TEKS YANG DISEDIAKAN:
Menanggapi situasi ini, Guru Besar Teknik Geologi dan Lingkungan Universitas Gadjah Mada (UGM), Prof. Dwikorita Karnawati, menekankan kebijakan hunian sementara (Huntara) dan hunian tetap (Huntap) pascabencana harus dirancang berbasis riset kebencanaan. Menurutnya, kebijakan tersebut tidak boleh hanya bertujuan memulihkan kondisi sebelum bencana, tetapi harus mencegah terulangnya bencana di masa depan.
“Penataan hunian pascabencana harus memutus mata rantai risiko, bukan justru mengulang atau mewariskan bencana kepada generasi berikutnya,” ujar Dwikorita dikutip dari laman UGM, Selasa, 16 Desember 2025.
Ia mengingatkan, berdasarkan prakiraan Badan Meteorologi, Klimatologi, dan Geofisika (BMKG), potensi hujan ekstrem masih akan berlangsung hingga Maret–April 2026. Dengan demikian, risiko banjir bandang dan longsor susulan di Sumatra masih sangat tinggi. Oleh sebab itu, kebijakan hunian pascabencana harus terintegrasi dalam rehabilitasi dan rekonstruksi jangka panjang, termasuk pemulihan lingkungan secara menyeluruh.
Zona Rawan Menyimpan Memori Bencana
Dwikorita menjelaskan, banyak wilayah terdampak berada di kawasan kipas aluvial, yakni bentang alam hasil endapan banjir bandang pada masa lalu. Secara geologi, kawasan tersebut merupakan zona aktif yang menyimpan “memori bencana” dan berpotensi kembali terdampak dalam siklus puluhan tahun.“Jika kawasan ini kembali dijadikan hunian tetap, maka risiko bencana tidak dihilangkan, melainkan diwariskan,” tegasnya.

DATA YANG DIBERIKAN:
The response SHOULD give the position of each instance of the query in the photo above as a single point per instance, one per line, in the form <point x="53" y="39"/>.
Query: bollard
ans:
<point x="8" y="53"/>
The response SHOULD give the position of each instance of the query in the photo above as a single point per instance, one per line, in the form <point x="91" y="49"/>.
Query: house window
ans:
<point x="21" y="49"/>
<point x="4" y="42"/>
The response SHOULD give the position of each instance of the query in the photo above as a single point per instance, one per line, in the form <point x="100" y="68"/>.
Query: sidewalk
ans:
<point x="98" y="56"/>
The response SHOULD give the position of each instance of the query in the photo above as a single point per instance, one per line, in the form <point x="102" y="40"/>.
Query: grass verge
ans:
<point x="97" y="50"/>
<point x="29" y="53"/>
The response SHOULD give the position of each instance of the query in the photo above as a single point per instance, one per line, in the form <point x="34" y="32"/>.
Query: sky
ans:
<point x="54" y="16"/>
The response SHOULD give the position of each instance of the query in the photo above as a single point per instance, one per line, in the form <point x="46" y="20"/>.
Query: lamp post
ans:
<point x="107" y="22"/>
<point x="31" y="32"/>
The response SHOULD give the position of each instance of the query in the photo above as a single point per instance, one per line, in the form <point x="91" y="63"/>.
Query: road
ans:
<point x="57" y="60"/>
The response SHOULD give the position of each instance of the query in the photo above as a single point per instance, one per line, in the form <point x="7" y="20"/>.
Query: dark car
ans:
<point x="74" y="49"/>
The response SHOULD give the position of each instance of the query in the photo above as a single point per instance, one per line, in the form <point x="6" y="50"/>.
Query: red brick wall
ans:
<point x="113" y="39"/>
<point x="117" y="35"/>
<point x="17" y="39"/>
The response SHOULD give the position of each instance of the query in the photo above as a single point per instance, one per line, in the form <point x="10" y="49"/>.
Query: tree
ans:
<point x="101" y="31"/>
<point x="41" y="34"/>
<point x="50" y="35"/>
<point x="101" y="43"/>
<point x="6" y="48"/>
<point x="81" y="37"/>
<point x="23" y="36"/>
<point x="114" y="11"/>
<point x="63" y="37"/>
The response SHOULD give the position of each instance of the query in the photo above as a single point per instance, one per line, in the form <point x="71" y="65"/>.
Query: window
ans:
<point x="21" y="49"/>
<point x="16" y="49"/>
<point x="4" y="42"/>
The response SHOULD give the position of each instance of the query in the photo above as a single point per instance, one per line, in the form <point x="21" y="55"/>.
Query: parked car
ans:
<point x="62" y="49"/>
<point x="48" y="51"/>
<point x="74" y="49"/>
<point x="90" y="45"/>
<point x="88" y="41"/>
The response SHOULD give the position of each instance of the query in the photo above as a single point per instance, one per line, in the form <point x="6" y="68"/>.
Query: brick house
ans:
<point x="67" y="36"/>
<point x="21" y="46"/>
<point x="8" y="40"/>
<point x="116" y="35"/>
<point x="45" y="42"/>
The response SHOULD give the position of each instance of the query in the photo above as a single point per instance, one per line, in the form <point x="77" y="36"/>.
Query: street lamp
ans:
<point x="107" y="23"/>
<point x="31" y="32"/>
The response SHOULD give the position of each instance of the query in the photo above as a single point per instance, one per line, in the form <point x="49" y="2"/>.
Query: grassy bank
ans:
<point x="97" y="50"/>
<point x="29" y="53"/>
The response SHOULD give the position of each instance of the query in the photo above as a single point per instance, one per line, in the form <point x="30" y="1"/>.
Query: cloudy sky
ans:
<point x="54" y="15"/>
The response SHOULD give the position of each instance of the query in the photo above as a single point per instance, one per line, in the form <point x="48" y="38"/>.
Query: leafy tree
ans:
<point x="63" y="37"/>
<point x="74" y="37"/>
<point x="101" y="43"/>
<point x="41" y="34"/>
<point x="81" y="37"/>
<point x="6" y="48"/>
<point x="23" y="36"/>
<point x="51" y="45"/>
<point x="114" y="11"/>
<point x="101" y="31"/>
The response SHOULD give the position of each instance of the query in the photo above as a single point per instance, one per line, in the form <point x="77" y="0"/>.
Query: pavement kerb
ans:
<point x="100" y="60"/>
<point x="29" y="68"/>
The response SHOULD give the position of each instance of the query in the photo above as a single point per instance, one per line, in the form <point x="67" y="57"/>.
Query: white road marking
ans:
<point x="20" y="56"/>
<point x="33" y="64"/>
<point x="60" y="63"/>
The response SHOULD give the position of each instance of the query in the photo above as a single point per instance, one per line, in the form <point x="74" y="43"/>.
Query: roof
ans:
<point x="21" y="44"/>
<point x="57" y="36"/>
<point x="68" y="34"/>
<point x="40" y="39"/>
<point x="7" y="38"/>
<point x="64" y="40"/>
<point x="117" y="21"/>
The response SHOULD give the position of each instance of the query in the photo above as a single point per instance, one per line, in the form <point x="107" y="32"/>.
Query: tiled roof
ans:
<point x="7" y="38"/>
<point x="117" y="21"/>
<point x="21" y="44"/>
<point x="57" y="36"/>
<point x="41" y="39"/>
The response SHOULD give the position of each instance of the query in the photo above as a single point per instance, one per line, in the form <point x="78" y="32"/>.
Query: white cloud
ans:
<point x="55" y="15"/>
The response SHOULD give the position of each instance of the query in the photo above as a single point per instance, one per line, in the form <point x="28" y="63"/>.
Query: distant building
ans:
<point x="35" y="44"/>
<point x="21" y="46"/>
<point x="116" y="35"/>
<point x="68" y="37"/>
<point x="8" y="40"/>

YANG HARUS DIKERJAKAN:
Berdasarkan prakiraan BMKG yang disebut dalam teks yang disediakan, sampai kapan potensi hujan ekstrem masih akan berlangsung?

JAWABAN BERIKUT:
Hingga Maret–April 2026.